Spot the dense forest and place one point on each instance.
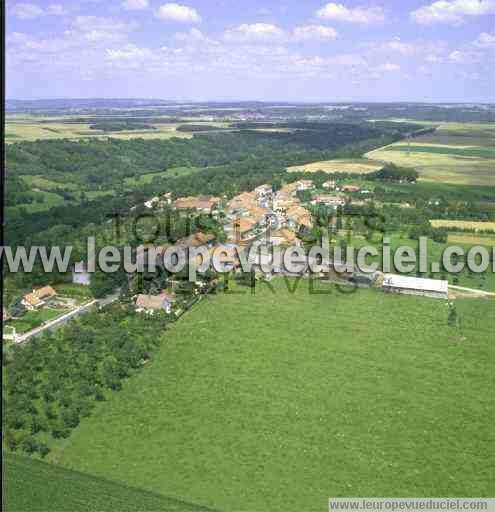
(55, 381)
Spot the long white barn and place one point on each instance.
(410, 285)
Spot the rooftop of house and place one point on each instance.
(415, 283)
(37, 296)
(154, 301)
(196, 240)
(196, 202)
(244, 225)
(286, 234)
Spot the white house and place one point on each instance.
(409, 285)
(80, 274)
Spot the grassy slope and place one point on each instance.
(276, 402)
(34, 486)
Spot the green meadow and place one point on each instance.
(34, 486)
(279, 399)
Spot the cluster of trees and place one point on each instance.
(55, 381)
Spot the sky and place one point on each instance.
(228, 50)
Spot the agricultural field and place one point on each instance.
(468, 239)
(34, 486)
(464, 225)
(456, 153)
(246, 407)
(173, 172)
(41, 128)
(357, 166)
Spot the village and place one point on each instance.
(263, 216)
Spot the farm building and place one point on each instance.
(284, 237)
(351, 188)
(410, 285)
(149, 303)
(39, 297)
(329, 185)
(302, 185)
(329, 200)
(80, 274)
(5, 315)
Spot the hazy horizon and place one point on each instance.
(264, 50)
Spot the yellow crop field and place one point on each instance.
(359, 166)
(464, 224)
(459, 153)
(468, 239)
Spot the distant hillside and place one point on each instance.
(32, 485)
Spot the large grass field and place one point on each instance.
(45, 128)
(456, 153)
(276, 401)
(34, 486)
(356, 166)
(463, 224)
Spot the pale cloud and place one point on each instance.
(396, 45)
(363, 15)
(27, 11)
(387, 67)
(433, 59)
(128, 52)
(57, 10)
(457, 56)
(254, 32)
(317, 32)
(95, 29)
(135, 5)
(179, 13)
(485, 41)
(452, 12)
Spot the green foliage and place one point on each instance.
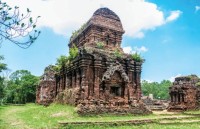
(76, 32)
(14, 24)
(21, 87)
(2, 65)
(136, 57)
(100, 45)
(159, 90)
(73, 52)
(38, 116)
(62, 61)
(198, 84)
(117, 53)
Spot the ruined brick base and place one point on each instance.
(137, 108)
(68, 96)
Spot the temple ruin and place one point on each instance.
(185, 93)
(101, 78)
(45, 92)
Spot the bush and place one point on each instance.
(136, 57)
(100, 45)
(73, 52)
(118, 54)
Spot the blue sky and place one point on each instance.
(165, 32)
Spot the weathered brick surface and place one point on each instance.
(45, 93)
(184, 93)
(101, 80)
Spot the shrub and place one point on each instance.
(117, 53)
(136, 57)
(100, 45)
(73, 52)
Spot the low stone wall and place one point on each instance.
(68, 96)
(135, 108)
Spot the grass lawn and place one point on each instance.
(37, 116)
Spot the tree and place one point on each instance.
(14, 25)
(21, 87)
(159, 90)
(2, 65)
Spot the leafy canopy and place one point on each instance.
(14, 25)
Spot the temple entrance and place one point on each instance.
(115, 90)
(116, 85)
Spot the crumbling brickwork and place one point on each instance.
(184, 93)
(101, 80)
(45, 93)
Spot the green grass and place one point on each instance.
(37, 116)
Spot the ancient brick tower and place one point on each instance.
(185, 93)
(102, 78)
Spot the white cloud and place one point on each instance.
(173, 77)
(173, 16)
(63, 16)
(197, 8)
(129, 49)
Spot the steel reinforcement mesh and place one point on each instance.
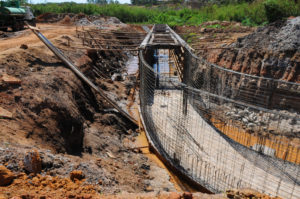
(224, 129)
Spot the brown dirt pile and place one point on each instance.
(71, 127)
(45, 186)
(30, 186)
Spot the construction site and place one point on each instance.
(91, 107)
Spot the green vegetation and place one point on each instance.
(251, 13)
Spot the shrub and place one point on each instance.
(273, 10)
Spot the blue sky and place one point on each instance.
(77, 1)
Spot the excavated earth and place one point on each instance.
(270, 51)
(51, 123)
(59, 139)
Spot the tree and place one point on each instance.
(102, 2)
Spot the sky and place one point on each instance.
(59, 1)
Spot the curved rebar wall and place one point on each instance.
(222, 128)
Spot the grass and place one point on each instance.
(259, 12)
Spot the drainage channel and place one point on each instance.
(164, 65)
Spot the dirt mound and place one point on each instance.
(6, 176)
(70, 126)
(271, 51)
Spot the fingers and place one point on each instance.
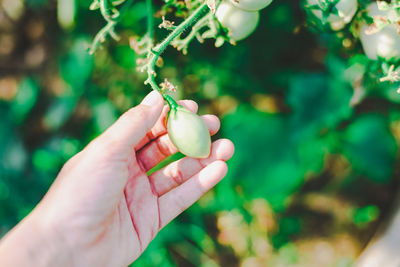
(162, 147)
(179, 199)
(159, 127)
(133, 125)
(180, 171)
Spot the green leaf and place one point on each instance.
(25, 99)
(265, 161)
(104, 114)
(318, 103)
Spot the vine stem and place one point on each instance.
(155, 53)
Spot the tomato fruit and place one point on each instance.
(188, 133)
(239, 23)
(251, 5)
(346, 8)
(384, 43)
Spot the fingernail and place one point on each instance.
(151, 99)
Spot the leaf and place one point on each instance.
(25, 99)
(266, 163)
(104, 114)
(318, 103)
(370, 147)
(212, 4)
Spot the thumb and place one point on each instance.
(133, 125)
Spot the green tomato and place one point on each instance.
(386, 42)
(239, 23)
(188, 133)
(251, 5)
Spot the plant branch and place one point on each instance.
(112, 17)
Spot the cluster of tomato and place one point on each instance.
(380, 39)
(240, 17)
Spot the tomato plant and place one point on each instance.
(240, 23)
(251, 5)
(188, 132)
(384, 41)
(336, 13)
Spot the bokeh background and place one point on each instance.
(315, 171)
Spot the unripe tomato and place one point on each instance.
(346, 8)
(384, 43)
(251, 5)
(240, 23)
(189, 133)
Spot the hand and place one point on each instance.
(103, 209)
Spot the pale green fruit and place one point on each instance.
(189, 133)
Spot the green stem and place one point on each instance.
(156, 52)
(150, 19)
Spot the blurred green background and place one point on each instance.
(314, 172)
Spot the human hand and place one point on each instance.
(103, 210)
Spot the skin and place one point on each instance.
(103, 210)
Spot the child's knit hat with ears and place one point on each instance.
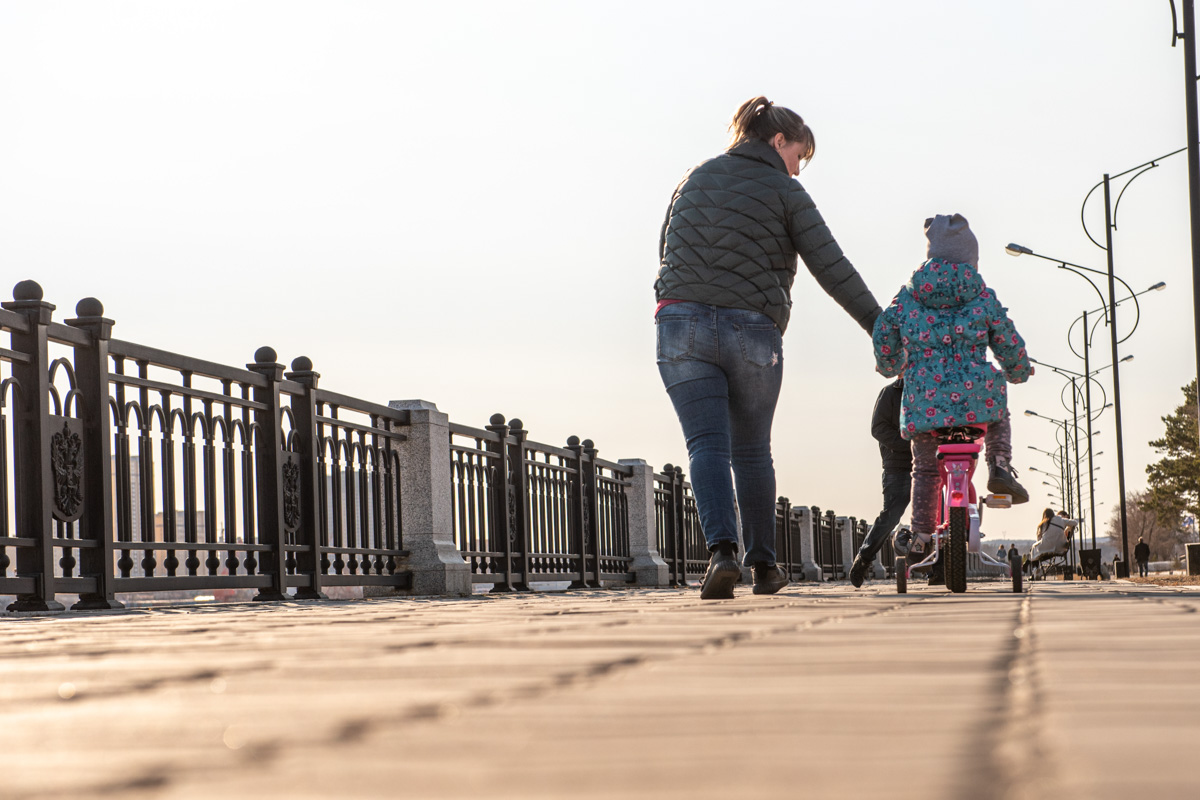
(951, 239)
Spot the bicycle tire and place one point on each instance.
(957, 552)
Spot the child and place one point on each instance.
(897, 455)
(936, 334)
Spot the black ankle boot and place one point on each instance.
(723, 572)
(768, 578)
(858, 570)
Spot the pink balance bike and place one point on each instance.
(958, 529)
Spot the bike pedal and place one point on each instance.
(999, 500)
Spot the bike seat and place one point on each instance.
(960, 433)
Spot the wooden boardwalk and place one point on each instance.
(1073, 690)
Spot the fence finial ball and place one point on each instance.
(89, 307)
(27, 290)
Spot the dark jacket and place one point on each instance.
(732, 232)
(894, 449)
(1141, 552)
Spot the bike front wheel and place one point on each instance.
(957, 552)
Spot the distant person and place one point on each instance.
(936, 332)
(727, 260)
(897, 455)
(1141, 555)
(1047, 516)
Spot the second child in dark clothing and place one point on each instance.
(897, 455)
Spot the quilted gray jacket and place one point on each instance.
(732, 233)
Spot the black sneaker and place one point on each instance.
(1002, 480)
(858, 570)
(768, 578)
(937, 573)
(723, 572)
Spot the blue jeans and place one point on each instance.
(723, 368)
(897, 493)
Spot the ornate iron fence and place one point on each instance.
(827, 545)
(529, 512)
(135, 469)
(679, 536)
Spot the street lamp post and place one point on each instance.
(1087, 378)
(1110, 317)
(1065, 464)
(1193, 128)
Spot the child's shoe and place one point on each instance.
(1002, 480)
(858, 570)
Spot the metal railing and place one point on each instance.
(531, 512)
(125, 468)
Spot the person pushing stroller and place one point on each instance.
(936, 334)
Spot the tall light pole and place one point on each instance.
(1065, 456)
(1087, 378)
(1189, 94)
(1110, 310)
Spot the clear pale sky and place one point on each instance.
(461, 202)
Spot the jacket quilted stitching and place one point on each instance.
(732, 232)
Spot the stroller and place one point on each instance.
(1051, 552)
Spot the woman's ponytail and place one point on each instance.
(761, 119)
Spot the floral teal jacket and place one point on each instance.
(936, 334)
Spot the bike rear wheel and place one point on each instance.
(957, 552)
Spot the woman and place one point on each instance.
(727, 260)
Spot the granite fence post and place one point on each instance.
(426, 510)
(846, 530)
(648, 566)
(802, 518)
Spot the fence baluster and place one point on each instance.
(31, 450)
(269, 469)
(306, 445)
(96, 523)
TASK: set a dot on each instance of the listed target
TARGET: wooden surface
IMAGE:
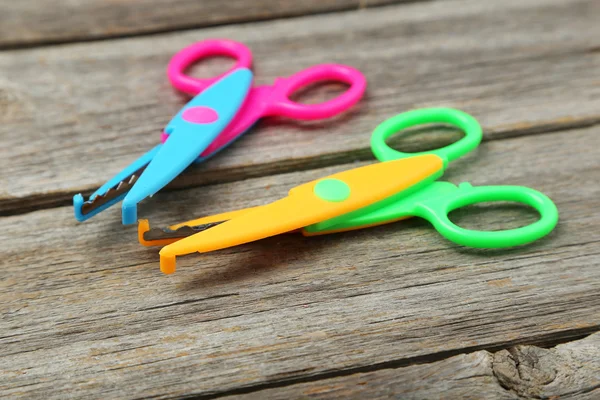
(394, 311)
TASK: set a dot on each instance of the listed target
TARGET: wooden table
(393, 311)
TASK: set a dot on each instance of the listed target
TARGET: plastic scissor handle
(436, 211)
(197, 51)
(283, 88)
(460, 119)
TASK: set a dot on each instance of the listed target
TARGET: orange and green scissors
(402, 185)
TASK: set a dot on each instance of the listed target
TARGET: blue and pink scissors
(224, 107)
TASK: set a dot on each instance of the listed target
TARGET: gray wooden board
(31, 22)
(87, 312)
(568, 371)
(74, 115)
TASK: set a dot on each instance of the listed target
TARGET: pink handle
(197, 51)
(280, 103)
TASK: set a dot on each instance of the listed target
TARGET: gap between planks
(529, 77)
(545, 341)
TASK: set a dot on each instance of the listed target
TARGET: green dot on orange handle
(332, 190)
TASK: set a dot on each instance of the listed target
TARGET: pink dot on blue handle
(200, 115)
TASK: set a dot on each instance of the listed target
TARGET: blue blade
(188, 139)
(78, 199)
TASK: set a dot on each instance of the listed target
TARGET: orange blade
(305, 206)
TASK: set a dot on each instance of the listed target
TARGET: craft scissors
(224, 108)
(403, 185)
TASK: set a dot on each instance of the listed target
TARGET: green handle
(436, 211)
(457, 118)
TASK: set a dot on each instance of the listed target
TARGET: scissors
(402, 185)
(224, 108)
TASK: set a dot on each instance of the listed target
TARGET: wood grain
(94, 107)
(31, 22)
(567, 371)
(87, 312)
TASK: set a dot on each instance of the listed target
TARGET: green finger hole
(332, 190)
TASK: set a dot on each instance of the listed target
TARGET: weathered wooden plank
(567, 371)
(85, 309)
(74, 115)
(31, 22)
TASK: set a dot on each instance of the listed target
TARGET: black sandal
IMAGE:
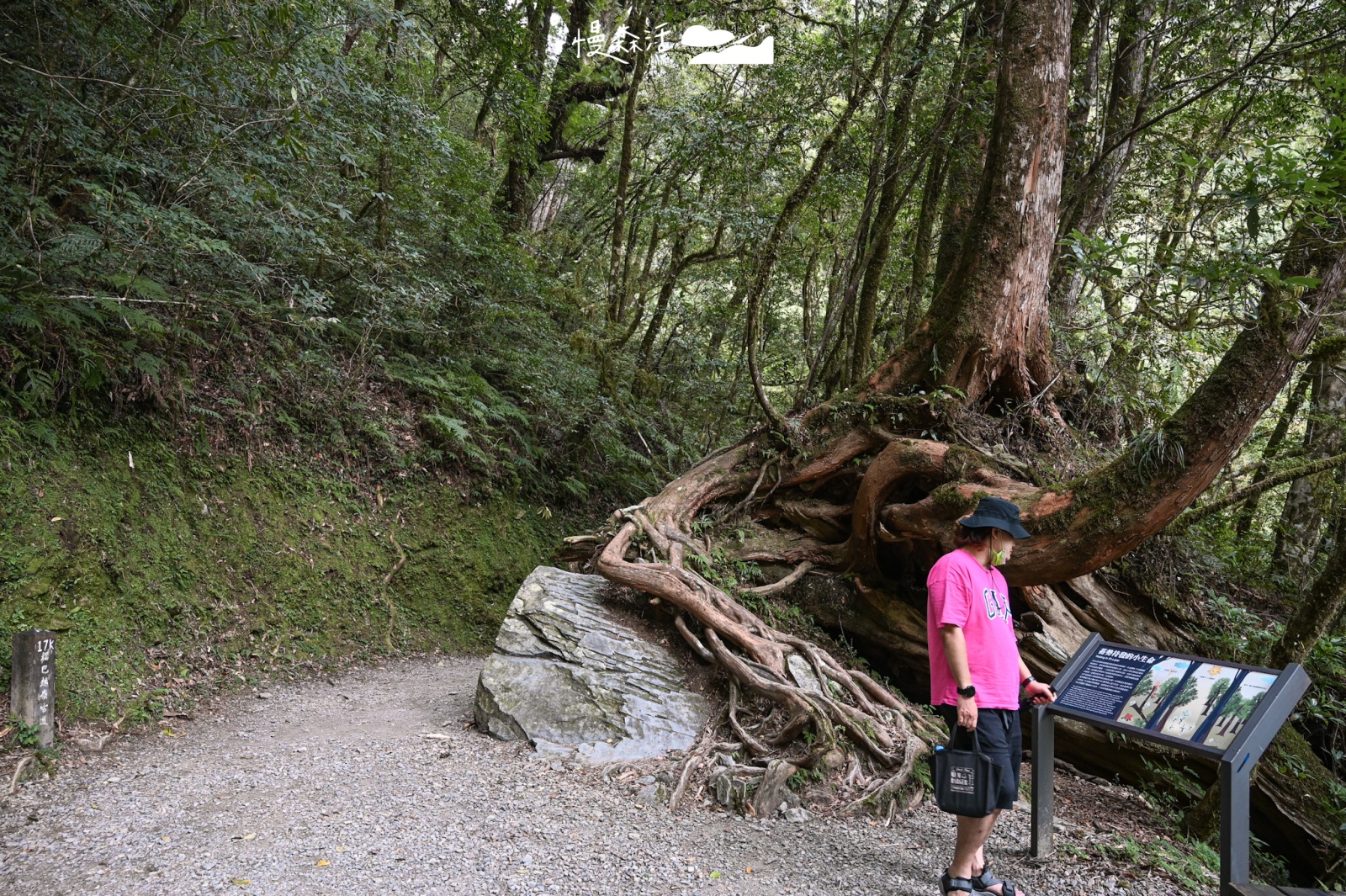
(956, 884)
(986, 880)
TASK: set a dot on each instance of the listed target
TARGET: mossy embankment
(182, 575)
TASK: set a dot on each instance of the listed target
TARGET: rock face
(574, 681)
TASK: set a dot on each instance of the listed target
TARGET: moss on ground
(183, 575)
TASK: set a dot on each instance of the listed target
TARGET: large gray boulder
(572, 680)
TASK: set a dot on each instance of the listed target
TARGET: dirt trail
(333, 788)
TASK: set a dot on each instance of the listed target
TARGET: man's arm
(1038, 691)
(956, 654)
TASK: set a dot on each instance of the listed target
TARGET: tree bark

★ ★ ★ ★ ★ ★ ★

Prompt: Your answer must consist solely of the lines from the one containing "TARGET: dirt trail" through the last line of the entries, reproduced exactly.

Output of the task:
TARGET: dirt trail
(333, 788)
TASK: set a dot on each instance of the listed target
TARGET: man's arm
(1038, 691)
(956, 654)
TASK: set a dot on each instance of the listed target
TARGET: tree bark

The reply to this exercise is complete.